─── TRECHO DO DOCUMENTO ───
Cássio Leite Vieira, do Rio de Janeiro
Uma parte dos cientistas acha que os oceanos estão subindo rápido demais. Eles prevêem um futuro cheio de inundações catastróficas. Outros duvidam que o perigo seja tão grande. Por via das dúvidas, países como a Holanda já começam a se preparar.
Cenários para um mundo molhado
Com a habitual dose de exagero empregada no cinema catástrofe, Hollywod inventou uma paisagem apocalíptica para retratar a subida dos mares. No filme Waterworld (1995), com Kevin Costner no papel de galã, as últimas tribos humanas vagueiam de barco num planeta inundado pelo derretimento dos pólos. O ano seria 2045. Costner representa um mutante que desenvolveu guelras para se adaptar ao ambiente marinho e o último continente seco transformou-se num sonho nunca alcançado, uma Atlântida ao contrário. Tudo muito impactante, só que cientificamente incorreto porque o volume de gelo existente nas calotas polares não é suficiente para afogar a Terra. Em algo, porém, o roteiro acertou: a geografia terrestre realmente não ficará a mesma se o calor continuar aumentando.
─── DADOS FORNECIDOS ───
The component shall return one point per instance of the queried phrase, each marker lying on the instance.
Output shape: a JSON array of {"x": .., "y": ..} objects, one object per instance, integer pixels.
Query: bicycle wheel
───
TAREFAS E EXERCÍCIOS =
**A.** Copie fielmente, do texto sobre a subida dos mares, a passagem que começa com as palavras "Cenários para um" e termina com "calor continuar aumentando.".
**B.** Retome o texto sobre a subida dos mares e dê continuidade a ele a partir da última frase apresentada.

EM RESPOSTA =
**A.**
Cenários para um mundo molhado
Com a habitual dose de exagero empregada no cinema catástrofe, Hollywod inventou uma paisagem apocalíptica para retratar a subida dos mares. No filme Waterworld (1995), com Kevin Costner no papel de galã, as últimas tribos humanas vagueiam de barco num planeta inundado pelo derretimento dos pólos. O ano seria 2045. Costner representa um mutante que desenvolveu guelras para se adaptar ao ambiente marinho e o último continente seco transformou-se num sonho nunca alcançado, uma Atlântida ao contrário. Tudo muito impactante, só que cientificamente incorreto porque o volume de gelo existente nas calotas polares não é suficiente para afogar a Terra. Em algo, porém, o roteiro acertou: a geografia terrestre realmente não ficará a mesma se o calor continuar aumentando.

**B.**
Na pior das hipóteses, cogitadas pelo Painel Intergovernamental de Mudanças Climáticas (IPCC, na sigla em inglês), até o ano 2100 os oceanos vão crescer quase 1 metro. Aí seria um Deus-nos-acuda. Segundo o Worldwatch Institute, um centro de pesquisa ambiental com sede em Washington, países como Bangladesh, que tem uma parte significativa do seu pequeno território localizada na foz do Rio Ganges, ficariam parcialmente cobertos pela água. Capitais asiáticas como Bangcoc, na Tailândia, sofreriam graves enchentes. Tesouros da Antiguidade, como Alexandria, no Egito, seriam devastados. E, nos Estados Unidos, o dilúvio cobriria 160 000 quilômetros quadrados de costa, alagando cidades como Nova York, Nova Orleans e Miami.
Ondas imprecisas
Ocorre que ninguém sabe, com precisão, o quanto o mar vai subir. Ele vem crescendo há 20 000 anos, desde o fim da última era glacial. Estima-se que, de lá para cá, já tenha ganho uns 120 metros. Se tudo continuasse nesse ritmo, não haveria grandes transtornos, porque os ciclos naturais são lentos o suficiente para permitir soluções adaptativas. O problema é que, segundo climatologistas como Bruce Douglas, da Universidade de Maryland e do IPCC, o efeito estufa está acelerando o ritmo de elevação marítima. O manto de poluição, ao impedir a dispersão do calor terrestre, esquenta os oceanos. Como a água se dilata quando é aquecida, e os mares estão aprisionados numa espécie de panela formada pelos continentes, não resta saída a não ser para cima.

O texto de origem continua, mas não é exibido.